**Brano proposto:**
○ ○ ○

ADAMS, LA LUNA E IL LINGUAGGIO DELLA FOTOGRAFIA
Una recente discussione offre lo spunto per interessanti approfondimenti
Michele Vacchiano, aprile 2003

La scorsa settimana, parlando di un prossimo workshop, avevo ricordato ai partecipanti iscritti al mio Forum che pochi giorni prima dell'incontro la luna sarebbe stata piena. Questo avrebbe consentito di impressionare qualche lastra per poi utilizzarla durante il workshop per fotografare il paesaggio. In questo modo - anche grazie all'ausilio di un filtro arancio o rosso - la luna si sarebbe stagliata nel cielo arricchendo la fotografia.

Aggiunsi, in quell'occasione, che l'espediente è molto usato da chi lavora su pellicole piane e che lo stesso Ansel Adams potrebbe averlo utilizzato per la sua celebre immagine intitolata Il sorgere della luna a Hernandez.

Come mi aspettavo (e in realtà volevo) questa mia affermazione "dissacratoria" non ha mancato di suscitare una vivace discussione tra gli iscritti al Forum.

Ma poiché si tratta di un argomento che - lo vedremo - trascina con sé conseguenze interessanti, mi è sembrato opportuno non lasciarlo racchiuso nell'ambito ristretto di un gruppo di discussione, ed ecco la ragione di questo articolo.

La prima considerazione su cui ritengo utile soffermarmi è di carattere squisitamente tecnico, ma nonostante questo è indispensabile per capire ciò che verrà detto dopo.

Domanda: come si fa a fotografare un paesaggio notturno con la luna?

○ ○ ○

**Dati forniti:**
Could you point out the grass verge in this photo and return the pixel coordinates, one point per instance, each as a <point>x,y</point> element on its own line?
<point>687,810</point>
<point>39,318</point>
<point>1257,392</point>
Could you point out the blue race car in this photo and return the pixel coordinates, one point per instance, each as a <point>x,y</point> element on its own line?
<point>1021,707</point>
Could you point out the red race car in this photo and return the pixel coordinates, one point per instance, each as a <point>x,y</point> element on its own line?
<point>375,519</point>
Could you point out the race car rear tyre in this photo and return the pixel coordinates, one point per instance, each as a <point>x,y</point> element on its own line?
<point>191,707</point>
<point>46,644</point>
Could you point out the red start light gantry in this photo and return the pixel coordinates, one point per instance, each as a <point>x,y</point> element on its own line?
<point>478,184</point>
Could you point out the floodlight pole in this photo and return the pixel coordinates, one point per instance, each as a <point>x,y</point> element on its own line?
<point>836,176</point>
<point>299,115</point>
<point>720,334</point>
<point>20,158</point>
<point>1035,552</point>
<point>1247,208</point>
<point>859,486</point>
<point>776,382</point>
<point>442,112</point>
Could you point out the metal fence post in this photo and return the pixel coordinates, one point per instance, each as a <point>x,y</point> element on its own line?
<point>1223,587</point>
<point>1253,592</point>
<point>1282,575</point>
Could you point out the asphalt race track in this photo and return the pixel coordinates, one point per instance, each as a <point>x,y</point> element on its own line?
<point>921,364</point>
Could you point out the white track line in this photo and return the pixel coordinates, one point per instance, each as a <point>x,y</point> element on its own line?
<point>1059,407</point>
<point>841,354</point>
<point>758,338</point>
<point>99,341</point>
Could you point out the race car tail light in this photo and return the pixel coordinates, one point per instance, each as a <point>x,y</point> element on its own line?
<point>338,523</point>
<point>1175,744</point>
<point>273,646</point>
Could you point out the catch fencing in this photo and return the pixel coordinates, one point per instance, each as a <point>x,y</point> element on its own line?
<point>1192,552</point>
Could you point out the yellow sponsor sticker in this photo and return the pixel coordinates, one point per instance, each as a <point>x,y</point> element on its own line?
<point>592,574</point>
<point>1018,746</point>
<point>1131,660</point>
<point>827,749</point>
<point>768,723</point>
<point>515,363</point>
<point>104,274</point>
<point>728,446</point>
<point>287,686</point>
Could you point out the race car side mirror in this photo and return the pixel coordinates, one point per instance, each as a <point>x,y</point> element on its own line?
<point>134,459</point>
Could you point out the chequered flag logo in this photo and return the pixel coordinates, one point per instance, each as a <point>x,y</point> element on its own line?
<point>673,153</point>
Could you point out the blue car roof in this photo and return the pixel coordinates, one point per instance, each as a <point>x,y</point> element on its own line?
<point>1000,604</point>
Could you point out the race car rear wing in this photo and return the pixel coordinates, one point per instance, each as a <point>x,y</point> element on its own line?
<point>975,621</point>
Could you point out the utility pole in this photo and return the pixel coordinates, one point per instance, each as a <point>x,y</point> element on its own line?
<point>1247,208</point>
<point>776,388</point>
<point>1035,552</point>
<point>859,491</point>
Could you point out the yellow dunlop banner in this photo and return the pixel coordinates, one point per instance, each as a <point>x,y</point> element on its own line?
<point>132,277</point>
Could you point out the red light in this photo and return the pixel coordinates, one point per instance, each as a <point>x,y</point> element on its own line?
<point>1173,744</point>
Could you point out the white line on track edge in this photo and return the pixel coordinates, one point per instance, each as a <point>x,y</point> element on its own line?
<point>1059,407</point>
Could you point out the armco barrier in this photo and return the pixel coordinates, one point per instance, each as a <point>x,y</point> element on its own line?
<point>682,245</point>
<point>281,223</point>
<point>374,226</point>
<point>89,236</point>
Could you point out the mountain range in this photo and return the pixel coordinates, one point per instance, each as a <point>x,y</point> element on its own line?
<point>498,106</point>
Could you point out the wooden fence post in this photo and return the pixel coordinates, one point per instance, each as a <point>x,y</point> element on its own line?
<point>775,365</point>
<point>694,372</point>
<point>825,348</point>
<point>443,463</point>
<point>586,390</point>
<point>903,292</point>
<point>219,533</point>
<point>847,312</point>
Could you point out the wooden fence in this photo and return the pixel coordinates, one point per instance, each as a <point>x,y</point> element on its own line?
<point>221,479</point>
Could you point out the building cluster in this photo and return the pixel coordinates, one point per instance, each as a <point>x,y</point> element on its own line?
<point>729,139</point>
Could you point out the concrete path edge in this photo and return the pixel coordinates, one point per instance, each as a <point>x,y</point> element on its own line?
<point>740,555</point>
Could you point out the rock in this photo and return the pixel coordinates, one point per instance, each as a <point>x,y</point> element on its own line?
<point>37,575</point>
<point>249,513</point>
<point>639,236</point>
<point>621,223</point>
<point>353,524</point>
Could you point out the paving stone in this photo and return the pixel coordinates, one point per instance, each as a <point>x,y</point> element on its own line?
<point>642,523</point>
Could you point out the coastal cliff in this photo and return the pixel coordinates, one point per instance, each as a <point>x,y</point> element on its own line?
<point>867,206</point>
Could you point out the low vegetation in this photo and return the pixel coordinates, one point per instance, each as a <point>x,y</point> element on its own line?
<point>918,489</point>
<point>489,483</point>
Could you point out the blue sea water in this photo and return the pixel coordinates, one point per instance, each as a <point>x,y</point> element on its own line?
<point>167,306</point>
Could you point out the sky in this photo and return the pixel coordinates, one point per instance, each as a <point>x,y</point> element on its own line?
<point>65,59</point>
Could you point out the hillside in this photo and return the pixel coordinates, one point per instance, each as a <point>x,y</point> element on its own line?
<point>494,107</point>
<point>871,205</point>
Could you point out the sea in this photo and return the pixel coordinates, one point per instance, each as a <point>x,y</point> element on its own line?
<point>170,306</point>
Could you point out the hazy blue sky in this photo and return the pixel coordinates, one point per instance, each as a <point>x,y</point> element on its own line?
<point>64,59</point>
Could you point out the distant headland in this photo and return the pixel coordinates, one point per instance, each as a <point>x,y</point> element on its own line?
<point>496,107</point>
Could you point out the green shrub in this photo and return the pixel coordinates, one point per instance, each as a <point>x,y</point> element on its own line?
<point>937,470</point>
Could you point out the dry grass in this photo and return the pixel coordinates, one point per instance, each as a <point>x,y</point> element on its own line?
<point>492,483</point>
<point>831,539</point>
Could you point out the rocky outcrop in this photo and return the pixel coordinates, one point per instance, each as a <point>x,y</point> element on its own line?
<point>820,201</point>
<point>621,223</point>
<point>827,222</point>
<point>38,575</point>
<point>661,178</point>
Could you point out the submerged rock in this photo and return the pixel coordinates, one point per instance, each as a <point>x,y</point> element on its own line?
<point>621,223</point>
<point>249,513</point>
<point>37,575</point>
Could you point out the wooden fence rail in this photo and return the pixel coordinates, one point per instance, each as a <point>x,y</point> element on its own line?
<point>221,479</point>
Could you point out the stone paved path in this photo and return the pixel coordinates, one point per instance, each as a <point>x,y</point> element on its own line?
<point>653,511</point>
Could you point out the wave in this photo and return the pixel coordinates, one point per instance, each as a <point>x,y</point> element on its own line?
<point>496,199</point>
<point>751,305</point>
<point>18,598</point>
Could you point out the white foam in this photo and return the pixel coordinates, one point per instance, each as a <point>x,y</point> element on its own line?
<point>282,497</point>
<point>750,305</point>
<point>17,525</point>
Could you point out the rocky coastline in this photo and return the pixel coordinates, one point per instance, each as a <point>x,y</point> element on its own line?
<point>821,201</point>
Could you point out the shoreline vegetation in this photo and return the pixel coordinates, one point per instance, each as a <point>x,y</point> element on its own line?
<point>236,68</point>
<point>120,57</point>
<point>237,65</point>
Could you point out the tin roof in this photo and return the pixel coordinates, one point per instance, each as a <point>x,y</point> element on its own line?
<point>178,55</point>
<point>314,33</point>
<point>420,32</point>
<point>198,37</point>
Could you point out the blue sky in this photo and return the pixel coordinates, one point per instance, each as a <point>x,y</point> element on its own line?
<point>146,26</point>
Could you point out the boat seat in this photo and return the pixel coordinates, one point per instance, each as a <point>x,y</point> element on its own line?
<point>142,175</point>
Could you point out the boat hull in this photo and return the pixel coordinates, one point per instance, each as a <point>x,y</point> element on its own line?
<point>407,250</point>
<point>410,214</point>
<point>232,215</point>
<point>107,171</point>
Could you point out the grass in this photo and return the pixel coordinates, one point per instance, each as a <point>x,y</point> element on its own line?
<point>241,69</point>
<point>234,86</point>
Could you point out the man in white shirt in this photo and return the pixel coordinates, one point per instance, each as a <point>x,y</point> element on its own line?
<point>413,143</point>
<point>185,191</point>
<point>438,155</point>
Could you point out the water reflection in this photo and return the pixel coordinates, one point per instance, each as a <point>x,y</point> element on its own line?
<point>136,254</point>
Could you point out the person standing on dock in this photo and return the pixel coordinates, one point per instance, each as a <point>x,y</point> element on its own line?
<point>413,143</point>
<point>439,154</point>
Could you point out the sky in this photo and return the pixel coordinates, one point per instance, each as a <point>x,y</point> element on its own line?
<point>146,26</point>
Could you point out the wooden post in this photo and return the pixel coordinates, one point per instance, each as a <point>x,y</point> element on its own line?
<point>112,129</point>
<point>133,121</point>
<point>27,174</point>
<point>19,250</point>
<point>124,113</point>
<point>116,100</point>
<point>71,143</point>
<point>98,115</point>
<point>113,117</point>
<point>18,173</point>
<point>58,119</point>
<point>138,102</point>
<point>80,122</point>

○ ○ ○

**Esercizio:**
Secondo l'articolo su Adams e la luna, per quale motivo l'argomento viene affrontato in un articolo anziché restare nel gruppo di discussione? Spiegalo in una o due frasi.

**Soluzione:**
L'argomento trascina con sé conseguenze interessanti. Per questo è sembrato opportuno non lasciarlo racchiuso nell'ambito ristretto di un gruppo di discussione.